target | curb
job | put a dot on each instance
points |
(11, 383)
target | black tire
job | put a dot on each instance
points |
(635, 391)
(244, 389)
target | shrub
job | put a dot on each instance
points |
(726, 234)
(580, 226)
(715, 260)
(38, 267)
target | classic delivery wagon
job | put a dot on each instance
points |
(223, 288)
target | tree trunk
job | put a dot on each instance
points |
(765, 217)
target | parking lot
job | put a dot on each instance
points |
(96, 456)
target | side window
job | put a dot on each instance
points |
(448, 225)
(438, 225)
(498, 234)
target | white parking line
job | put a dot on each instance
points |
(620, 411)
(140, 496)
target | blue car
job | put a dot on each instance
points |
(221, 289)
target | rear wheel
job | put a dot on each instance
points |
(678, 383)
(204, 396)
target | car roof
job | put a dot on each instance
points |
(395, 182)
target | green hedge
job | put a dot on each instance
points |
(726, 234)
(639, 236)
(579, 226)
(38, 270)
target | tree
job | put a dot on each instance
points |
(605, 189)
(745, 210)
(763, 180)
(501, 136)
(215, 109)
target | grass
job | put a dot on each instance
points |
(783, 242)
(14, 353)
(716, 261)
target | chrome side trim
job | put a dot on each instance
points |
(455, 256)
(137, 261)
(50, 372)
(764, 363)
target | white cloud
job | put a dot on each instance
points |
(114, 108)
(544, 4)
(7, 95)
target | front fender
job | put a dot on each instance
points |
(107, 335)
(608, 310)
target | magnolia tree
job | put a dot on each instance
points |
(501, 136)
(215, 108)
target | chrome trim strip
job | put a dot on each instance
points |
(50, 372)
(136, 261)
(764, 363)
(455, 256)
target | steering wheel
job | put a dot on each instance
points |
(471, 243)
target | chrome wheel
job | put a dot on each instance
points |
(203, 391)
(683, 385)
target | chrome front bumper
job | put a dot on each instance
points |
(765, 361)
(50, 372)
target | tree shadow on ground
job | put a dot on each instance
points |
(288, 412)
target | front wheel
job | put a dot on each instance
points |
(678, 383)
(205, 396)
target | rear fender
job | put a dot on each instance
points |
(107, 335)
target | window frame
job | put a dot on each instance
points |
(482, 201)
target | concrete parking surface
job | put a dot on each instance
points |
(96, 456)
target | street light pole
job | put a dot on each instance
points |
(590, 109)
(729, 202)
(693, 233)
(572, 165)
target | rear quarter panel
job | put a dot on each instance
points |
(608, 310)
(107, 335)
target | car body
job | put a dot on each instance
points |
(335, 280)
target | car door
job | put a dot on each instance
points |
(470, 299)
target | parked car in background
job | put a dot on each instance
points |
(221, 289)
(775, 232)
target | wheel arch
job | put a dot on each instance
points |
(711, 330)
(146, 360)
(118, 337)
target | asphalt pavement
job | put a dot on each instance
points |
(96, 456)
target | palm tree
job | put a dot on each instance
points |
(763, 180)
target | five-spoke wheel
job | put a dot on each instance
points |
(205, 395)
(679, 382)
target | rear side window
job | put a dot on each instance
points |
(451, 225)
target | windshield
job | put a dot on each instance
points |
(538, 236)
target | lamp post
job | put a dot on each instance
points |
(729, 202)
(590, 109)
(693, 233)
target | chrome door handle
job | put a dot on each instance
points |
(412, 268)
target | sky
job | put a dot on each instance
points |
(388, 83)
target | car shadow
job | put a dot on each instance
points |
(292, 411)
──────────
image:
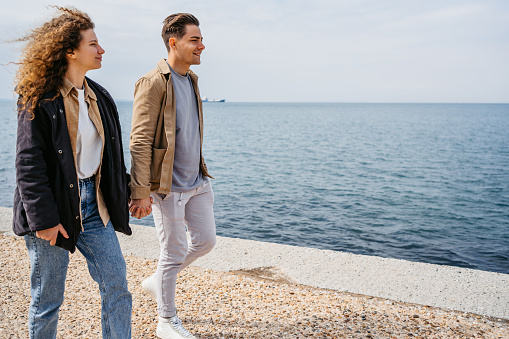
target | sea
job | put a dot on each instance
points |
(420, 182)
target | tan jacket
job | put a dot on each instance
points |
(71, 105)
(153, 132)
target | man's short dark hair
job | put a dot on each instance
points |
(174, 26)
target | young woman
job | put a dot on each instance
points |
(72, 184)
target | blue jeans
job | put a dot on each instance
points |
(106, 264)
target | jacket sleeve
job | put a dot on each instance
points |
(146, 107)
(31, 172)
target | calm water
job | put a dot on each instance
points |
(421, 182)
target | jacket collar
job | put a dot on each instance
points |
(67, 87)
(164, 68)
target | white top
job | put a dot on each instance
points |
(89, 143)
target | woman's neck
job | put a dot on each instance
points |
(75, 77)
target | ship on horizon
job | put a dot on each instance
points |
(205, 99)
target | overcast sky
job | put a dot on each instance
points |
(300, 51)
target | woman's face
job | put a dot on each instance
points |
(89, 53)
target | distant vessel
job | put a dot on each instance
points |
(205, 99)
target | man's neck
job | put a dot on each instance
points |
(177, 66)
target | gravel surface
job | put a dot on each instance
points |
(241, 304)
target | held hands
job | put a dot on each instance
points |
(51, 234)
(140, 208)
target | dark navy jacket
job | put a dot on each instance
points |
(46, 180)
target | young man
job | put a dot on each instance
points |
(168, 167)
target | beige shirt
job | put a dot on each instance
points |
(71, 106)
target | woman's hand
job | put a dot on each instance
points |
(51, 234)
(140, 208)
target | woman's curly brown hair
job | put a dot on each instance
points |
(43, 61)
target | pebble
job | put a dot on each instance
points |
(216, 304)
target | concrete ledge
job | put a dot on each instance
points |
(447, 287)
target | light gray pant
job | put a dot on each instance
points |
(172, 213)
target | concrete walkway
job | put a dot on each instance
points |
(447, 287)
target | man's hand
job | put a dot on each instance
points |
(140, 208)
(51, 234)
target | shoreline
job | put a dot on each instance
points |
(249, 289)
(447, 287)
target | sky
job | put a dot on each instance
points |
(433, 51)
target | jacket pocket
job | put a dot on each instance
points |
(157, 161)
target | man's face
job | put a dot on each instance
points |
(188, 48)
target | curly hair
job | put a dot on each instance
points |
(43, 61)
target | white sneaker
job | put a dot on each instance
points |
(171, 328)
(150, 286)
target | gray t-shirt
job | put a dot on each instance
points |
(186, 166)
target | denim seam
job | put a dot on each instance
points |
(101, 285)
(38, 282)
──────────
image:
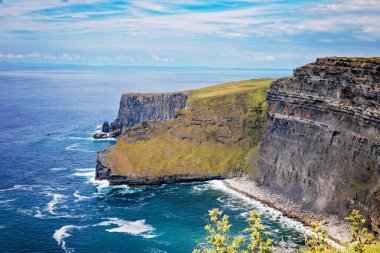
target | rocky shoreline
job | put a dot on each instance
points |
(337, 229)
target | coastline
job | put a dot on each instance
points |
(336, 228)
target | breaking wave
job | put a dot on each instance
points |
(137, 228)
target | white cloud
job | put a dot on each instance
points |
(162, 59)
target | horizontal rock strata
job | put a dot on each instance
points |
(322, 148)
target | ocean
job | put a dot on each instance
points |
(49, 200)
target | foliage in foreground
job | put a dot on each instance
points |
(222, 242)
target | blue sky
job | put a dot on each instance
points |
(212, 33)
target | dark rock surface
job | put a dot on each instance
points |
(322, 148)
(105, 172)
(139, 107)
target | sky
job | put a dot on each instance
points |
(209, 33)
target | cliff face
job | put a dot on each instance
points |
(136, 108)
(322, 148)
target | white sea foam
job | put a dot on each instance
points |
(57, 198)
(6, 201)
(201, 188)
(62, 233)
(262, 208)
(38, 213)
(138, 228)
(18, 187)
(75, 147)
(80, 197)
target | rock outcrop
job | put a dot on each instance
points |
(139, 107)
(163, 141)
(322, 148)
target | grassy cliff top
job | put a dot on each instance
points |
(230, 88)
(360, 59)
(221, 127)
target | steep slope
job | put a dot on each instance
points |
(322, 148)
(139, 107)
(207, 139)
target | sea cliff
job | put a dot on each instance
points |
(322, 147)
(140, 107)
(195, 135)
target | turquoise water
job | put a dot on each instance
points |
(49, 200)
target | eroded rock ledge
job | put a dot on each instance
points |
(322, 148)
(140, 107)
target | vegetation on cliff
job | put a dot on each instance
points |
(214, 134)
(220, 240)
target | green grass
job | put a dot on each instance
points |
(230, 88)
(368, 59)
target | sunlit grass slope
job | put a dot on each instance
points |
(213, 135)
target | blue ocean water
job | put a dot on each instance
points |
──────────
* _Stated problem_: Count the lines in the data above that contain the string "blue". Reply with the number alone.

* _Exercise output_: 4